The data »
- - -
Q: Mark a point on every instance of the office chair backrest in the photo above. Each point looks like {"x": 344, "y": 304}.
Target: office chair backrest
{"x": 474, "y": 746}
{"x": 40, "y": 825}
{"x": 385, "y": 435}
- - -
Your objective » Please rewrite every row above in full, requests included. Multiply each x and y coordinate in the answers by 1.85 and round to whole numbers, with halves rounded up, and leave the requests and their sample coordinates unchanged.

Answer to the task »
Q: Mark a point on every instance of the office chair backrest in the photo above. Each point looks like {"x": 344, "y": 304}.
Target: office chair backrest
{"x": 877, "y": 1380}
{"x": 74, "y": 1526}
{"x": 712, "y": 805}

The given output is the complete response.